**How to complete this task:** The answer should be each line of the records that contains the word "wheel"; please copy them all.

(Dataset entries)
......
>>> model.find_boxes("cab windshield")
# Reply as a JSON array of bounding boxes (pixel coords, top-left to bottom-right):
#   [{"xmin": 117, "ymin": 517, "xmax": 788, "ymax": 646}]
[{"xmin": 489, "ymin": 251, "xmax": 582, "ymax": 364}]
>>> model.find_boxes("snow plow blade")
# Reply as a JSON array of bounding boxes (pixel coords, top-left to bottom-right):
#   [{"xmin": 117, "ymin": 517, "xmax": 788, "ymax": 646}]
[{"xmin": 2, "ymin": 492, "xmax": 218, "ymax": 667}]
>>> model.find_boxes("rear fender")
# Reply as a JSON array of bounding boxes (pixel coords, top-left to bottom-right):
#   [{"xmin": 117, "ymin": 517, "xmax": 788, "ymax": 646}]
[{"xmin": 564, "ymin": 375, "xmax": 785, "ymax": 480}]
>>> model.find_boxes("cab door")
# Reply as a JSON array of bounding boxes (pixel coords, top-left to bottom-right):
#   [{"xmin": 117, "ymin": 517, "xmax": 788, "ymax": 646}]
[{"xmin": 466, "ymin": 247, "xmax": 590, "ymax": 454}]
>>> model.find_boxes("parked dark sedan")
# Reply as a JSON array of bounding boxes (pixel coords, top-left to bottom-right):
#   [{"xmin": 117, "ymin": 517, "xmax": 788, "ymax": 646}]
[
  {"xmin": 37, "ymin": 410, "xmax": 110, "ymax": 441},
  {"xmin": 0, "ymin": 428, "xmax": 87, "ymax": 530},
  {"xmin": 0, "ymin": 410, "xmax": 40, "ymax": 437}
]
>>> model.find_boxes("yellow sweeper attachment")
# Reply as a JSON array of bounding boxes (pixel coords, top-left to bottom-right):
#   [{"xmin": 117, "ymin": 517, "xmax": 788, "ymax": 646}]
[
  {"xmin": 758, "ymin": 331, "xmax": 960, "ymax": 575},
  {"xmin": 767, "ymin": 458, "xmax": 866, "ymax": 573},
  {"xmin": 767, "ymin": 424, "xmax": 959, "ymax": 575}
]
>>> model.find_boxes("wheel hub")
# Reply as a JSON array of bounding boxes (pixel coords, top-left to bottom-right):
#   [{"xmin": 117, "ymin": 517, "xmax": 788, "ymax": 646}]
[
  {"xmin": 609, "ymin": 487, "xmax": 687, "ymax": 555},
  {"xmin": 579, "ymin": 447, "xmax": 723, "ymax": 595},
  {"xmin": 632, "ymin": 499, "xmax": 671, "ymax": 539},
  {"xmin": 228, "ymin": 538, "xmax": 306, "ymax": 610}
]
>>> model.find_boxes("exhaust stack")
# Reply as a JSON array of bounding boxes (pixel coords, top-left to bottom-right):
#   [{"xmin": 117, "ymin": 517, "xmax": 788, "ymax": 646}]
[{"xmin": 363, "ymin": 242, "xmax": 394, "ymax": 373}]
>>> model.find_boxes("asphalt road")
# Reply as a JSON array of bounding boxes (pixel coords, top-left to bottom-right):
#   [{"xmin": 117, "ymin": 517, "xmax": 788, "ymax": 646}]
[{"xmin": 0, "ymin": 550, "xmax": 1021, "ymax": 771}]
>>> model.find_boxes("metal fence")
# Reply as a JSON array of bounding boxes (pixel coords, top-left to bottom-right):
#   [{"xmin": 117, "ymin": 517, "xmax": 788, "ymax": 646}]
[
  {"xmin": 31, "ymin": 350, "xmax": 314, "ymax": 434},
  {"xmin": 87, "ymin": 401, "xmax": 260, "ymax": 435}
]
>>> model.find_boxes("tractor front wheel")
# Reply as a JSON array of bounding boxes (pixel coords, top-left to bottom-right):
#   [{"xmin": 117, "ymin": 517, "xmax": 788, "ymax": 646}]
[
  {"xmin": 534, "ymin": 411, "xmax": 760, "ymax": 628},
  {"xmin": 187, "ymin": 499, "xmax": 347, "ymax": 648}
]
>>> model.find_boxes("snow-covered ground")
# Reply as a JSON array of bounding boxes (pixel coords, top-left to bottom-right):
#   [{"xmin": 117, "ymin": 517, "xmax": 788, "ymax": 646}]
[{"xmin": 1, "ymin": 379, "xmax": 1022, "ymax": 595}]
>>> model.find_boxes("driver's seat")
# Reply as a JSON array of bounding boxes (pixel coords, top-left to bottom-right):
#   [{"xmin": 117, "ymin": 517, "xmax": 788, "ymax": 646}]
......
**Result of the exercise:**
>>> model.find_boxes("wheel hub")
>>> model.find_boxes("tractor front wheel")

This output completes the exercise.